Problem details: The full set of entries is to be returned word for word.

==================================================

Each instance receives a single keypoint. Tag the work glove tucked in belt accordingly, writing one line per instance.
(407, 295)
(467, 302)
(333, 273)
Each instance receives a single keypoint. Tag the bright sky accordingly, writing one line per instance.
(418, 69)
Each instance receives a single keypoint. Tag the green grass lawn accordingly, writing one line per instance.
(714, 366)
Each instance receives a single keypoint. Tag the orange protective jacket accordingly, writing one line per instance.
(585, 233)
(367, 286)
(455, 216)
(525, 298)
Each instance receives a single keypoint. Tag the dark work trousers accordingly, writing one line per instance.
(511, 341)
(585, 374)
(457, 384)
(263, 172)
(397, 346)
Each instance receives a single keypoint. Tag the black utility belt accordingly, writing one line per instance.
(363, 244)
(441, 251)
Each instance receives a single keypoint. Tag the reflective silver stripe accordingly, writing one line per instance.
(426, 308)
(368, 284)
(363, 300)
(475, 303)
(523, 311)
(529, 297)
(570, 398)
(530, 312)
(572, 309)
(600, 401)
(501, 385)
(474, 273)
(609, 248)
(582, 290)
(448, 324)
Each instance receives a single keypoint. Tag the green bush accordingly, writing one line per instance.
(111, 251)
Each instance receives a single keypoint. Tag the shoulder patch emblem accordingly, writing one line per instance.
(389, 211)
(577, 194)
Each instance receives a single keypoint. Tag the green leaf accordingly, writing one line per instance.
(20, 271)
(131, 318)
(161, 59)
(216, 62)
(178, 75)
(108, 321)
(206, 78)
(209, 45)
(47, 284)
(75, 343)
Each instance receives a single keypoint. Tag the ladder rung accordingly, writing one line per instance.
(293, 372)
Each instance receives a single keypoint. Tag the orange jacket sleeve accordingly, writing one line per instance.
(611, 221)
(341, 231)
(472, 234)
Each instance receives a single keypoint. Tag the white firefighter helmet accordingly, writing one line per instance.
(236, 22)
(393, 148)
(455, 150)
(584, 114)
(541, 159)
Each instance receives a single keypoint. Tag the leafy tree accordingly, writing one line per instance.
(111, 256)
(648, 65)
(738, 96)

==================================================

Result of the exercise:
Each instance receives a single keypoint. Tag the work glove tucked in belt accordingly, writing one line per instance.
(407, 295)
(467, 302)
(333, 273)
Each instance receives a single keypoint. Tag the bright sky accordingly, writing one line per instance.
(418, 69)
Each instance receives a single keypoint. Tag the green grass lawn accordingly, writing one line per instance.
(714, 366)
Each instance receives a single keypoint. Tag the orange protective jacket accordingly, writing one line per instance.
(585, 233)
(367, 286)
(455, 216)
(525, 298)
Each instance receives a single keypoint. Tag the dark work trousers accordingly, writing one line per instance.
(511, 341)
(585, 374)
(457, 384)
(263, 172)
(397, 346)
Each instance receives a single keypoint. Tag the black utility belt accordingly, writing one line per instance.
(363, 244)
(441, 251)
Each instance receives a single keypoint. Tag the reflective silver stripe accordingly, writing one line per instance.
(426, 308)
(368, 284)
(363, 300)
(475, 303)
(523, 311)
(529, 297)
(570, 398)
(530, 312)
(572, 309)
(600, 401)
(501, 385)
(474, 273)
(609, 248)
(582, 290)
(448, 324)
Each instance receives a single keypoint. Tag the green bush accordingly, writing one line per instance.
(111, 251)
Each instance receives a single keypoint. Tag the shoulder patch emblem accordingly, writing one line per instance.
(389, 211)
(577, 194)
Each instance receives a single keypoint. Tag the green leaf accordingly, writing one line per instance.
(20, 271)
(131, 318)
(161, 59)
(216, 62)
(178, 75)
(108, 321)
(206, 78)
(209, 45)
(47, 284)
(75, 343)
Each instance receives a single keypoint. Tag the ladder rung accordingly, writing one line per instance.
(293, 372)
Each instance receives a single keypoint. Tag the orange jacket sleeve accordingly, writing one line per instance.
(611, 221)
(341, 231)
(472, 234)
Each instance receives a single keypoint. Tag the white firefighter helmet accordingly, writing one line per instance.
(236, 22)
(393, 148)
(455, 150)
(584, 114)
(541, 159)
Each instance receives a single keypoint. Tag the leafy tree accordingly, writing one line per instance.
(111, 256)
(648, 65)
(738, 96)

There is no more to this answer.